_TAREFAS A REALIZAR_
(a) No texto sobre burocracia empresarial, qual país está na média regional para abrir empresas, mas lidera no número de obrigações para mantê-las ativas?
(b) Prossiga o texto sobre burocracia empresarial a partir da última frase apresentada.

-------- TEXTO FORNECIDO --------

Para pequenas empresas, o custo é ainda mais significativo, uma vez que o tempo que se decida a burocracias não é quantificado, uma vez que muitas vezes o proprietário precisa dedicar tempo a processos administrativos em vez de atender clientes ou expandir o negócio.
Segundo Levi Carciente, nos tempos atuais em que os países buscam aumentar o desenvolvimento, esses impactos são inaceitáveis.
Empresas pagam mais para permanecerem ativas
A pesquisa também revela que, em alguns países, a abertura de empresas é relativamente simples, mas a manutenção exige muito mais tempo. É o caso da Colômbia, que está na média regional para abrir empresas, mas lidera no número de obrigações para mantê-las ativas.
“A maior parte das reformas se concentrou na abertura de empresas, mas as operações para manter o funcionamento ficaram um pouco esquecidas. As empresas, uma vez abertas, reclamam da quantidade de processos que precisam realizar para se manterem”, observou Levi Carciente.

-------- LINHAS BRUTAS --------

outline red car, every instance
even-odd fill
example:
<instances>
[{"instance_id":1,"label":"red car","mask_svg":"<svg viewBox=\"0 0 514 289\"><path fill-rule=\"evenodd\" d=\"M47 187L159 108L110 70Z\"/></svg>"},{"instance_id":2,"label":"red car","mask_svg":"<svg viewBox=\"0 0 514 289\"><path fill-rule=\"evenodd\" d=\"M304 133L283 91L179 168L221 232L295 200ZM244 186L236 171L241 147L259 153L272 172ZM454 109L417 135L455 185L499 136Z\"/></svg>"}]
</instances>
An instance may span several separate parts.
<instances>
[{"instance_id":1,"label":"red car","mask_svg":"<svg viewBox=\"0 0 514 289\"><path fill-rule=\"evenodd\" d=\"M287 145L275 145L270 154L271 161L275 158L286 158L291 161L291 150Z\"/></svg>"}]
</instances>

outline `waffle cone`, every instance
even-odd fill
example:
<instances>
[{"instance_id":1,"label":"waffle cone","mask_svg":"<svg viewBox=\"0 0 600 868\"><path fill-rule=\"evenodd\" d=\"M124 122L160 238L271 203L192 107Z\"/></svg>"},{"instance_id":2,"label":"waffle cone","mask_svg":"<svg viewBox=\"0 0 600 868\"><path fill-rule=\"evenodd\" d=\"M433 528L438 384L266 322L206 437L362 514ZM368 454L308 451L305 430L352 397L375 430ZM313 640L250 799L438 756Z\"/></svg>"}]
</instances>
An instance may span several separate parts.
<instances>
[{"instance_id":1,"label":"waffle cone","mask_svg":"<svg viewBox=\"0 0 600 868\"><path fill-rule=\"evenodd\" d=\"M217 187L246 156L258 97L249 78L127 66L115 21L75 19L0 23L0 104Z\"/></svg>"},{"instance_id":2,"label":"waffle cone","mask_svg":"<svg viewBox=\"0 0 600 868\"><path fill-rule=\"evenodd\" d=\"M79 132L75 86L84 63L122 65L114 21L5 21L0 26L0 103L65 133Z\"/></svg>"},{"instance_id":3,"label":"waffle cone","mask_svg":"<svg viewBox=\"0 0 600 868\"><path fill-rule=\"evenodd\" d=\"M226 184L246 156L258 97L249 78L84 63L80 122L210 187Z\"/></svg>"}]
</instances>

--------

_RESPOSTAS DOS EXERCÍCIOS_
(a) A Colômbia.

(b)
Na Colômbia, por exemplo, a maior parte do tempo é dedicada à administração de empregos, sobretudo no setor primário, quando manter funcionários em atividades irregulares requer outros procedimentos distintos.
“Na Colômbia e no Peru pequenas empresas chegam a contratar dois funcionários apenas para lidar com questões burocráticas, o que significa que empresas pequenas têm um custo muito elevado”, analisa.
Gastos burocráticos seguem ocultos
A especialista chama atenção para o fato de que alguns regulamentos impedem a aplicação de outras políticas. Ela cita como exemplo, políticas de combate à informalidade que dificultam a formalização de uma empresa.
Enfatiza ainda que fala-se muito na abertura e no financiamento de empresas, mas as grandes despesas com procedimentos burocráticas ficam como custos ocultos.
Segundo a economista, a burocracia surgiu com propósito positivo, de organizar a relação entre Estado e cidadãos, mas seu crescimento excessivo e a intromissão em áreas que não lhe cabem criaram barreiras ao desenvolvimento.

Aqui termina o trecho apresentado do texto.